Work instructions:
In the material below, put the lines from the line containing "row: rocky outcrop" through the line containing "141 113 L 166" into a numbered list, leaving out any blank lines.

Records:
########################################
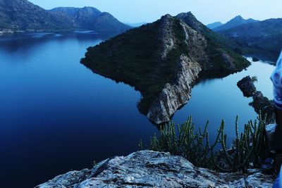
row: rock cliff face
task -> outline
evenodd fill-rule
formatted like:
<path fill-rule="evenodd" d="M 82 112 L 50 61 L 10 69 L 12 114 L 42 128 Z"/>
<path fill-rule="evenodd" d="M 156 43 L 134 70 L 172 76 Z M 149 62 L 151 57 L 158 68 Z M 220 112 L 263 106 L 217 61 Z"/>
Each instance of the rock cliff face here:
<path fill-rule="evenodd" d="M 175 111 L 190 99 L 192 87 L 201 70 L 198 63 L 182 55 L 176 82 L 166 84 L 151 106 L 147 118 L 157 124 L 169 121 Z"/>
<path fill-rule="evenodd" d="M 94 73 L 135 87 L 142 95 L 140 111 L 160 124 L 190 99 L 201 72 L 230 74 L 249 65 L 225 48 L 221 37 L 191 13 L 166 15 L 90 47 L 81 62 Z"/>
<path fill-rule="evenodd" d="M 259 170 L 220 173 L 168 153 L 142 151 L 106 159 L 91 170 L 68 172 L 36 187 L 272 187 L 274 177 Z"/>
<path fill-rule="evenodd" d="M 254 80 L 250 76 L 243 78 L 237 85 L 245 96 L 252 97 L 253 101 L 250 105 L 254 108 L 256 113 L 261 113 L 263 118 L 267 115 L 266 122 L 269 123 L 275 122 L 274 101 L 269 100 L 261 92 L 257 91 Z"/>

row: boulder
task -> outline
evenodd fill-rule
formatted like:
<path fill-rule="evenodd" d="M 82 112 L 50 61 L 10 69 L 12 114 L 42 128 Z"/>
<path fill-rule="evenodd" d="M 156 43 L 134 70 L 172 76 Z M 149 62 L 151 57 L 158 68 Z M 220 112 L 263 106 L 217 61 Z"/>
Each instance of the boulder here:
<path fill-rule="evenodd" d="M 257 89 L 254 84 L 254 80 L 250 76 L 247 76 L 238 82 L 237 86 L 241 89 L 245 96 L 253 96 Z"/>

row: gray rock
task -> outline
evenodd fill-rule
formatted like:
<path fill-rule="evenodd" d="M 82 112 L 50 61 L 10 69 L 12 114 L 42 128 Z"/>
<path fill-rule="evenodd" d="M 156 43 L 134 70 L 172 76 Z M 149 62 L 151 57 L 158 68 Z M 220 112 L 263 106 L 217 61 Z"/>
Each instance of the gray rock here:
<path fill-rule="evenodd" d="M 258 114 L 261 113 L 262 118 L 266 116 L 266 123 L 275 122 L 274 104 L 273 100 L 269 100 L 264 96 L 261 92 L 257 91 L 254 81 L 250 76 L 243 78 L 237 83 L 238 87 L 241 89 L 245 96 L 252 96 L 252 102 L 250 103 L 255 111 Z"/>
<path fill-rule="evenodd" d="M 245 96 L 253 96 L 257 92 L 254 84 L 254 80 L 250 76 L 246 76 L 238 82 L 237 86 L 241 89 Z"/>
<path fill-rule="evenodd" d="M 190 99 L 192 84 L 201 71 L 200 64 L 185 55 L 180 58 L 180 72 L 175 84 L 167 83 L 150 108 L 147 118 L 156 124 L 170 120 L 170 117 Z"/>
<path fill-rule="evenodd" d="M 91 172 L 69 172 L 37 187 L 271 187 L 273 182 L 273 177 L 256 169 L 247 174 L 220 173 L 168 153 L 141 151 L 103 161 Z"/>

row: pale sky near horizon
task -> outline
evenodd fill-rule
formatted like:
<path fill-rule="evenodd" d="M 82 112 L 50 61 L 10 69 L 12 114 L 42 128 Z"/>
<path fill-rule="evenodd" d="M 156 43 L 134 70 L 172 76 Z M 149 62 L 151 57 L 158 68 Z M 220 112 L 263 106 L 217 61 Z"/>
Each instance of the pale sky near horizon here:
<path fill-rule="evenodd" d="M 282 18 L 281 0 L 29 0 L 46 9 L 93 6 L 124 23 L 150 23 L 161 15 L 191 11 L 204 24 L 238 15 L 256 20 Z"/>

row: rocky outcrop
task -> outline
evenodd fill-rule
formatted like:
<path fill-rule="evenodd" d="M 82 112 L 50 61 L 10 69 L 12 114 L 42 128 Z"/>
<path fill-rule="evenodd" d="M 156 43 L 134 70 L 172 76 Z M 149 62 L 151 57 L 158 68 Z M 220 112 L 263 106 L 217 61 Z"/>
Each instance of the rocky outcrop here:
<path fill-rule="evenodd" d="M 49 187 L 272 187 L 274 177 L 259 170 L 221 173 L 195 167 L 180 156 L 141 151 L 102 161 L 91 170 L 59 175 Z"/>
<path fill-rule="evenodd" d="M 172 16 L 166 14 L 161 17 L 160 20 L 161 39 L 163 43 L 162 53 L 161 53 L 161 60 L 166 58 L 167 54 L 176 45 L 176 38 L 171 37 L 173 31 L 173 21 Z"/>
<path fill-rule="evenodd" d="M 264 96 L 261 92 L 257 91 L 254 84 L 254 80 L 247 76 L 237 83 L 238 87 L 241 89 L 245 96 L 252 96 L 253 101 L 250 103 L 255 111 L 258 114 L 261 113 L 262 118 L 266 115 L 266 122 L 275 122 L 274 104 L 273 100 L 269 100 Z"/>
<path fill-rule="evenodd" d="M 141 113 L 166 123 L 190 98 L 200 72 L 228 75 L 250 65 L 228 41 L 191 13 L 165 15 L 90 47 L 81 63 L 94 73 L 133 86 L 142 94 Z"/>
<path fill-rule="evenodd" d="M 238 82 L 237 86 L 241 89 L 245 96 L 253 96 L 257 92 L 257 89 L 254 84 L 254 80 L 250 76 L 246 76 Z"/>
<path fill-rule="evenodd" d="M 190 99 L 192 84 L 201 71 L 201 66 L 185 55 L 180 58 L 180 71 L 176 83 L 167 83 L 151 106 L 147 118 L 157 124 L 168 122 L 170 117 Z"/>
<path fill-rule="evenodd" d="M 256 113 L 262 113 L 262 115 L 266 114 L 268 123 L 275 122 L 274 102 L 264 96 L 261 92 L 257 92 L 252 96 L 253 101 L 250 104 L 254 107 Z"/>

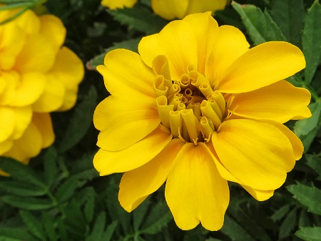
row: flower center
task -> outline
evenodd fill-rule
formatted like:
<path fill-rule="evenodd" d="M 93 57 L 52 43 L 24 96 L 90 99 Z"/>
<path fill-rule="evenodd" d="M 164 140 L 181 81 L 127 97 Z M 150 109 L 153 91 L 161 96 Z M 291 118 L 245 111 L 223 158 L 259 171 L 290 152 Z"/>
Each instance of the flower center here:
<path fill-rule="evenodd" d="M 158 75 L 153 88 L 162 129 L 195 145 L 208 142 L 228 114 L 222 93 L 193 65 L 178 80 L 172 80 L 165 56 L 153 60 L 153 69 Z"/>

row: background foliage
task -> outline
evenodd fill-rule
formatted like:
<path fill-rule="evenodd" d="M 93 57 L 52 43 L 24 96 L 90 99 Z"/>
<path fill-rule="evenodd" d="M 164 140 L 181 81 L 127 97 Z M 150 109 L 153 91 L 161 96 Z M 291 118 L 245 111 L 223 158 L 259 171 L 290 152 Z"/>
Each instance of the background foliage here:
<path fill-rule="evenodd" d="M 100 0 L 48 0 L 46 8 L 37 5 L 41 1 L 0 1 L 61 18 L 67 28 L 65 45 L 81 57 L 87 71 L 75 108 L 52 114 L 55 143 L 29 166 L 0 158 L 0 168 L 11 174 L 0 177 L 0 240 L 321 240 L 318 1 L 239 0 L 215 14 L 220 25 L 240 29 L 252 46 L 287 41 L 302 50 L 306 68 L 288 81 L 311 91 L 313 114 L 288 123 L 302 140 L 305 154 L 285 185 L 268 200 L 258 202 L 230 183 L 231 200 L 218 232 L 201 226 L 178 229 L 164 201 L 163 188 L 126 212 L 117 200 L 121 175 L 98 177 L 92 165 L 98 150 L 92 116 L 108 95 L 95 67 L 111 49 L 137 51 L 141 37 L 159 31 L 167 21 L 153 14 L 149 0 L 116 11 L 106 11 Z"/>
########################################
Task response:
1. row: rocky outcrop
2. task -> outline
3. evenodd fill-rule
4. formatted like:
5. <path fill-rule="evenodd" d="M 82 112 L 50 61 L 10 69 L 12 114 L 42 128 Z"/>
6. <path fill-rule="evenodd" d="M 156 43 L 134 70 L 172 76 Z M 149 62 L 151 57 L 158 68 Z M 220 112 L 263 106 L 217 61 Z"/>
7. Each instance of the rocky outcrop here:
8. <path fill-rule="evenodd" d="M 49 187 L 272 187 L 274 177 L 259 170 L 221 173 L 195 167 L 180 156 L 141 151 L 102 161 L 91 170 L 59 175 Z"/>
9. <path fill-rule="evenodd" d="M 172 16 L 166 14 L 161 17 L 160 20 L 161 39 L 163 43 L 162 53 L 161 53 L 161 60 L 166 58 L 167 54 L 176 45 L 176 38 L 171 37 L 173 31 L 173 21 Z"/>
10. <path fill-rule="evenodd" d="M 264 96 L 261 92 L 257 91 L 254 84 L 254 80 L 247 76 L 237 83 L 238 87 L 241 89 L 245 96 L 252 96 L 253 101 L 250 103 L 255 111 L 258 114 L 261 113 L 262 118 L 266 115 L 266 122 L 275 122 L 274 104 L 273 100 L 269 100 Z"/>
11. <path fill-rule="evenodd" d="M 141 113 L 166 123 L 190 98 L 200 72 L 228 75 L 250 65 L 228 41 L 191 13 L 165 15 L 90 47 L 81 63 L 94 73 L 133 86 L 142 94 Z"/>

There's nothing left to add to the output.